## Problema A
Transcreva as entradas como uma lista JSON de strings, com uma string para cada linha e sem as linhas em branco, começando no início das entradas e terminando na linha que contém "[85,74,92,111]". Não inclua as imagens na resposta.

## Trecho fornecido
'''

Os bodisatvas da terra vêm se empenhando e fortalecendo, de maneira diligente, sua decisão na prática budista desde o remoto passado.10 Essa é a razão pela qual eles surgiram corajosamente no impuro mundo saha, vivendo com garra e força numa era em que os “três venenos”11 se alastram de forma desenfreada. Eles permanecem puros sem se deixar macular pelo pântano da escuridão ou ignorância fundamental, assim como a “flor de lótus na água”12 (LSOC, cap. 15, p. 263).

Como os bodisatvas da terra mantêm a Lei original do Nam-myoho-renge kyo? Por meio do único ideograma [com que se escreve a palavra] “crença”, ou “fé”, afirma Daishonin. Eles preservam firmemente a Lei com uma fé livre de dúvidas, abraçando-a sem afastá-la de sua vida nem por um instante sequer.

“O único ideograma [com que se escreve a palavra] ‘fé’ é a espada afiada com a qual a pessoa extermina a escuridão ou ignorância fundamental” (OTT, p. 119-120) — gravemos essas palavras profundamente em nossa vida. A “espada afiada” da fé é que nos permite triunfar em todas as batalhas contra os “três obstáculos e quatro maldades”13 e os “três poderosos inimigos”14 e construir uma sólida rede dedicada à propagação da grande Lei, o grandioso ensinamento do respeito à dignidade da vida, no mundo saha.

Emergindo do mundo da verdade fundamental da vida

Daishonin observa que antes de realizarem seu advento, os bodisatvas da terra habitavam a “região inferior”, que representa a verdade fundamental da vida, descrita [pelo grande mestre Tiantai] como “as profundezas da natureza do Darma, a derradeira região da profunda fonte”15 (OTT, p. 119). Simboliza um reino fértil “debaixo da terra” que origina e nutre todas as coisas, sustentando-as de baixo para cima e provendo-lhes ilimitada força.

Os bodisatvas da terra irrompem poderosamente dessa base de todas as coisas, emergindo como “Seres solenes e dignos, de grande e nobre estatura” (CEND, v. I, p. 264).

Daishonin afirma: “‘Emergir’ [da expressão ‘emergir da terra’] significa que na época do kosen-rufu, os seres vivos de todo o Jambudvipa [o mundo inteiro] serão praticantes do Sutra do Lótus (GZ, p. 834).16 De forma admirável, neste momento, praticantes, mestres e discípulos, dedicados à sublime missão do kosen-rufu estão surgindo simultaneamente por todo o planeta. Essa é a Soka Gakkai.

A grande nau da Lei Mística cruzando os mares agitados

O objetivo da Soka Gakkai é que o nosso movimento popular se torne o “pilar” sustentando a paz em todo o mundo; sirva de “olhos” que discernem claramente o futuro, com o foco oncentrado em criar esperança; e ser a “grande nau” com a compaixão de levar a bordo todos os seres vivos, unir o mundo, cruzar os mares agitados do nosso tempo e criar a nova história de felicidade e paz para a humanidade.

'''

## Problema B
Responda com base no trecho sobre os bodisatvas da terra:
(i) Segundo Daishonin, por meio de que ideograma os bodisatvas da terra mantêm a Lei original?
(ii) Que região os bodisatvas da terra habitavam antes de realizarem seu advento?
(iii) Quais são as três imagens usadas para descrever o objetivo da Soka Gakkai?

## Entradas listadas
'''

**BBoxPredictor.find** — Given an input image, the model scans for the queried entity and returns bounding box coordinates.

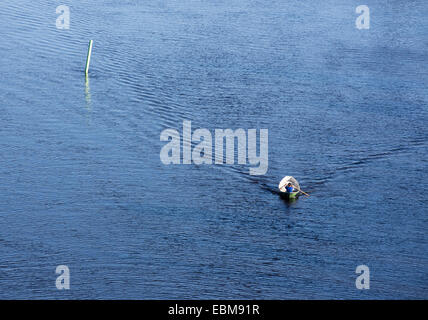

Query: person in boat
[285,182,294,193]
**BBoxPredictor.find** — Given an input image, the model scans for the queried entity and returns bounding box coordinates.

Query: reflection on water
[0,0,428,299]
[85,74,92,111]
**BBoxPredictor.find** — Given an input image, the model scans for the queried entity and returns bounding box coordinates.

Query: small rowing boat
[278,176,301,200]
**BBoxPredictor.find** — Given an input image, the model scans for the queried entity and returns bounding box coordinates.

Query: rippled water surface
[0,0,428,299]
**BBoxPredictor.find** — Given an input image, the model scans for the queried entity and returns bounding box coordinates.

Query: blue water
[0,0,428,299]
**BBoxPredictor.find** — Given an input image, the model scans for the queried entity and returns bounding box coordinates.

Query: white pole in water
[85,40,94,75]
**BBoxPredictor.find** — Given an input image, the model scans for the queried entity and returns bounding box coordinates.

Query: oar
[279,182,310,197]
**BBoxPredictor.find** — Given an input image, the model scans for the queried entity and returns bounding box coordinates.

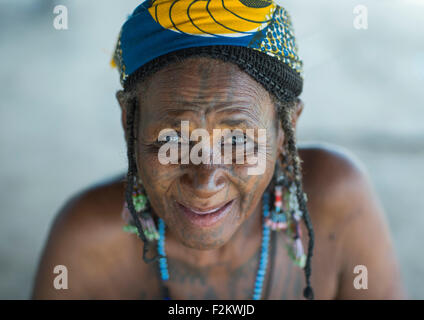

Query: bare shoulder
[33,174,154,299]
[299,145,404,299]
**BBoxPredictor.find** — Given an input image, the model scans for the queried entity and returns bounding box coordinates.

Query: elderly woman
[33,0,403,299]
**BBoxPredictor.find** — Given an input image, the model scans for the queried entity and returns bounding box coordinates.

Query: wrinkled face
[130,58,284,249]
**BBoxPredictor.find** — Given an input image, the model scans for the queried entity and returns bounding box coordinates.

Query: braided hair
[120,56,314,300]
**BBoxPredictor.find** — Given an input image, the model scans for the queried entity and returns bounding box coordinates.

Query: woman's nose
[181,165,227,198]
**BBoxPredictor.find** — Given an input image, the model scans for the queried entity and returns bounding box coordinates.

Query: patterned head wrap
[112,0,303,100]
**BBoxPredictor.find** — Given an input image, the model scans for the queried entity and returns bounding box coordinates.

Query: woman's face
[126,58,284,249]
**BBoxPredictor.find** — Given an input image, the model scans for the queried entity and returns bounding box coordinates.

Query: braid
[125,98,159,263]
[274,99,314,300]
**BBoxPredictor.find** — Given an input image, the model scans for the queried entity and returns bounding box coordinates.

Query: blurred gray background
[0,0,424,299]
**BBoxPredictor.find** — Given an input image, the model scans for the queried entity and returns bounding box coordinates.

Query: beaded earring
[124,176,159,241]
[266,155,306,268]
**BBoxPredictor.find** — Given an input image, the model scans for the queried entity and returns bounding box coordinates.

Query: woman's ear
[277,99,304,154]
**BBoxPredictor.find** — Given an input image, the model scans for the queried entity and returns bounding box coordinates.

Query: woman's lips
[176,200,234,227]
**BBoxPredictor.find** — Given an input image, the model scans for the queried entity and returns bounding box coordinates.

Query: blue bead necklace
[157,192,271,300]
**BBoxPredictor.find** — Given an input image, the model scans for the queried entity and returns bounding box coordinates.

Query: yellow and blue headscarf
[112,0,303,98]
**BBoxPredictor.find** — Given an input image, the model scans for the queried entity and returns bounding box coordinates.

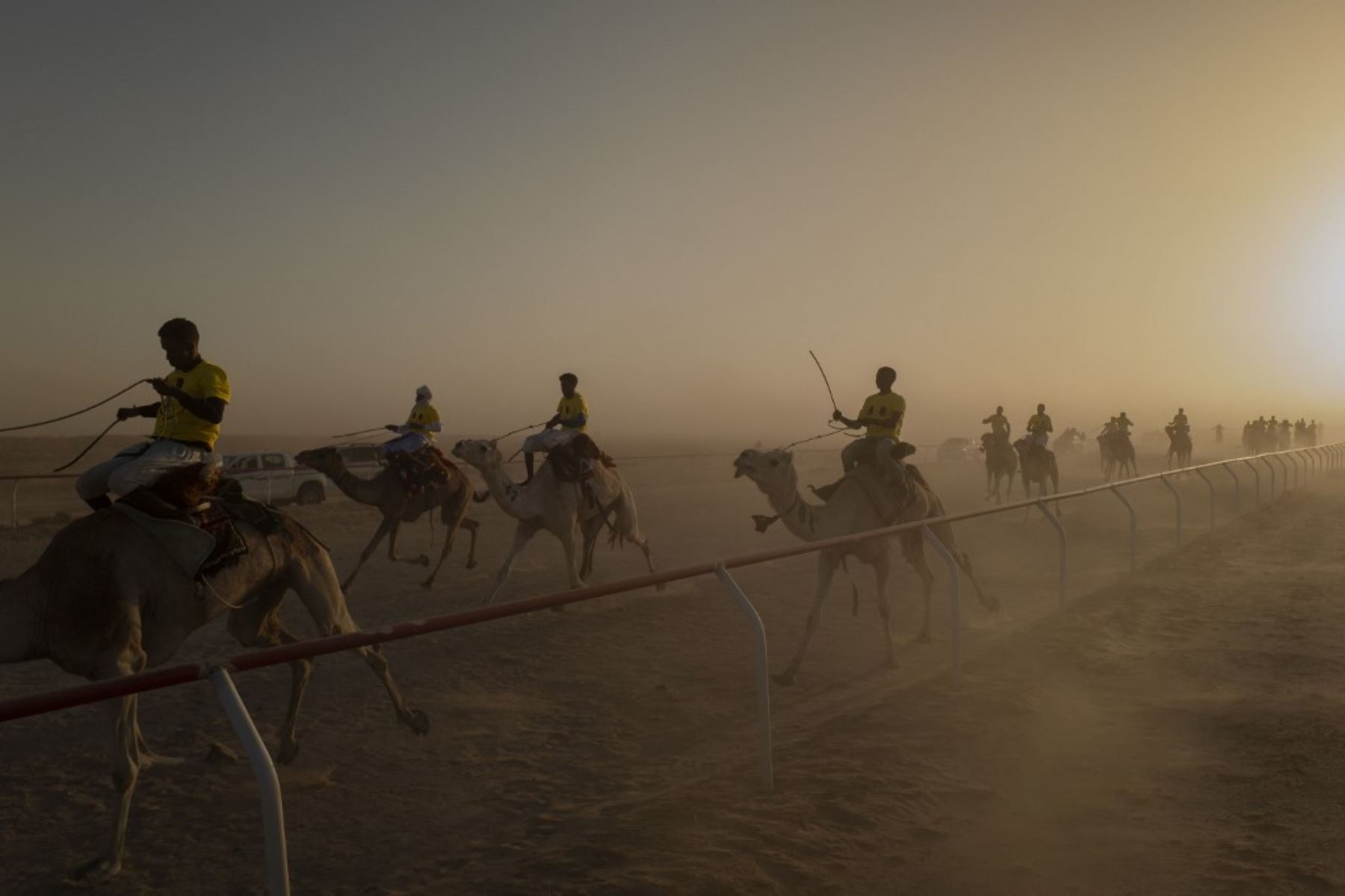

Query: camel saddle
[810,464,930,526]
[113,481,281,581]
[387,445,457,498]
[546,432,616,482]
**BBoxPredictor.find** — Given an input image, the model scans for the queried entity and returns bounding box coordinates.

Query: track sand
[0,466,1345,893]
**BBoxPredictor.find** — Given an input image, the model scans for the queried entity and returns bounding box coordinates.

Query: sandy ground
[0,454,1345,893]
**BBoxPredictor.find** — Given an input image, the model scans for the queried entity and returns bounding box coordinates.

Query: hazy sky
[0,0,1345,441]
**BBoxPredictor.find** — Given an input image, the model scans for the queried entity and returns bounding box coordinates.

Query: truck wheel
[294,482,323,504]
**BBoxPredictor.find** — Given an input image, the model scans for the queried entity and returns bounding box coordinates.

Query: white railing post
[1243,457,1261,507]
[714,563,775,792]
[210,666,289,896]
[1158,475,1181,548]
[1037,501,1069,610]
[1220,463,1243,516]
[920,526,962,671]
[1259,455,1275,501]
[1275,455,1298,495]
[1107,486,1140,572]
[1196,467,1214,529]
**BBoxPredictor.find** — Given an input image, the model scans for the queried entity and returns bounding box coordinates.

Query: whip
[0,380,151,433]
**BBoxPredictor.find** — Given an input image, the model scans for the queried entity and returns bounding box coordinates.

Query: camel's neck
[327,467,386,504]
[0,573,47,664]
[481,464,533,519]
[767,483,839,541]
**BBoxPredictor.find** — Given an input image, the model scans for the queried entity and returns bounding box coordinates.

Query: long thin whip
[51,419,121,472]
[333,427,387,439]
[0,380,149,433]
[808,348,841,410]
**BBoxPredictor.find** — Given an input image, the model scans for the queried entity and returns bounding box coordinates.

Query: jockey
[980,405,1010,444]
[75,318,230,510]
[1027,405,1054,451]
[831,367,906,479]
[523,373,588,486]
[378,386,444,457]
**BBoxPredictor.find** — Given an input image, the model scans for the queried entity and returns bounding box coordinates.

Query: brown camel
[1012,439,1060,499]
[733,448,999,685]
[0,509,429,884]
[294,448,477,592]
[980,436,1018,504]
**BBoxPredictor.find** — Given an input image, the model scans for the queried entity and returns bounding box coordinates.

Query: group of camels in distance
[0,398,1323,884]
[980,413,1325,503]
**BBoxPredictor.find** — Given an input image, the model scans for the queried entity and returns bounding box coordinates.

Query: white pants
[75,439,220,501]
[523,429,580,451]
[378,432,429,457]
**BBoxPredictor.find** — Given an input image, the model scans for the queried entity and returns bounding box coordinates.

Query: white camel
[733,449,999,685]
[454,439,662,605]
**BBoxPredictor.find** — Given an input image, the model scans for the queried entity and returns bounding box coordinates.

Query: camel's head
[451,439,503,471]
[733,448,797,494]
[294,445,344,474]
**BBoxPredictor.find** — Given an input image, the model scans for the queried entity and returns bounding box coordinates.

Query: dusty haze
[0,1,1345,441]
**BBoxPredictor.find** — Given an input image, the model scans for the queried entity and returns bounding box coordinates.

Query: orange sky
[0,1,1345,442]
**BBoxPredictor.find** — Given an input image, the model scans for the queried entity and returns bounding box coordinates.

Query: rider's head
[158,318,200,370]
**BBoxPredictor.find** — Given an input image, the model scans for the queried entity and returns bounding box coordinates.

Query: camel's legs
[281,546,429,735]
[773,550,841,685]
[359,644,429,735]
[66,683,140,886]
[911,550,933,644]
[486,522,538,607]
[387,516,429,566]
[340,516,393,590]
[873,549,897,669]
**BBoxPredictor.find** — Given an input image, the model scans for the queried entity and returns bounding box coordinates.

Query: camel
[294,448,477,593]
[1012,439,1060,501]
[1098,433,1140,482]
[1167,427,1192,469]
[733,448,999,685]
[0,498,429,886]
[980,437,1018,504]
[452,439,663,605]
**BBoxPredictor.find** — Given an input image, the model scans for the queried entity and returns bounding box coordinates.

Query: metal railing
[0,442,1345,893]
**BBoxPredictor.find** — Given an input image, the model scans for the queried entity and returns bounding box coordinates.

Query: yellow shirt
[406,401,439,441]
[859,392,906,440]
[153,359,229,451]
[555,392,588,432]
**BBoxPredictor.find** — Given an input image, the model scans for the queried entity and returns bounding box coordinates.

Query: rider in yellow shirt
[75,318,232,510]
[831,367,906,478]
[523,373,588,486]
[378,386,444,457]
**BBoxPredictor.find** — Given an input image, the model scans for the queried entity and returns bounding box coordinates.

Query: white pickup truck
[223,445,380,504]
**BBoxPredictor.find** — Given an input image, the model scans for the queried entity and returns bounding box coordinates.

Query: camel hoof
[276,740,299,765]
[61,856,121,886]
[404,709,429,735]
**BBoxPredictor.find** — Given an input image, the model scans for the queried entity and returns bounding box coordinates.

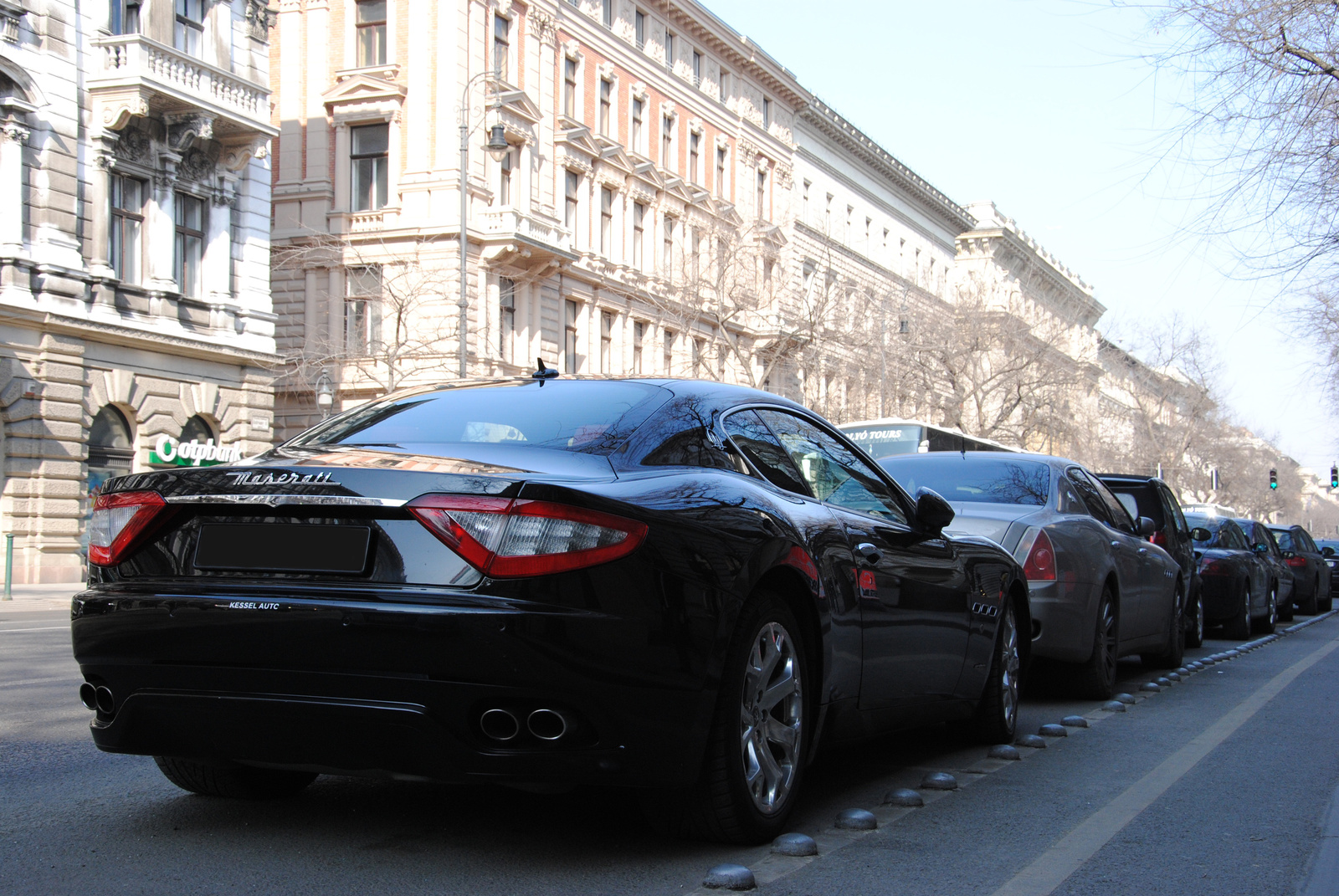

'''

## Resposta A
[
  "**BBoxPredictor.find** — Given an input image, the model scans for the queried entity and returns bounding box coordinates.",
  "Query: person in boat",
  "[285,182,294,193]",
  "**BBoxPredictor.find** — Given an input image, the model scans for the queried entity and returns bounding box coordinates.",
  "Query: reflection on water",
  "[0,0,428,299]",
  "[85,74,92,111]"
]

## Resposta B
(i) O ideograma com que se escreve a palavra "crença", ou "fé".
(ii) A "região inferior", que representa a verdade fundamental da vida.
(iii) O "pilar", os "olhos" e a "grande nau".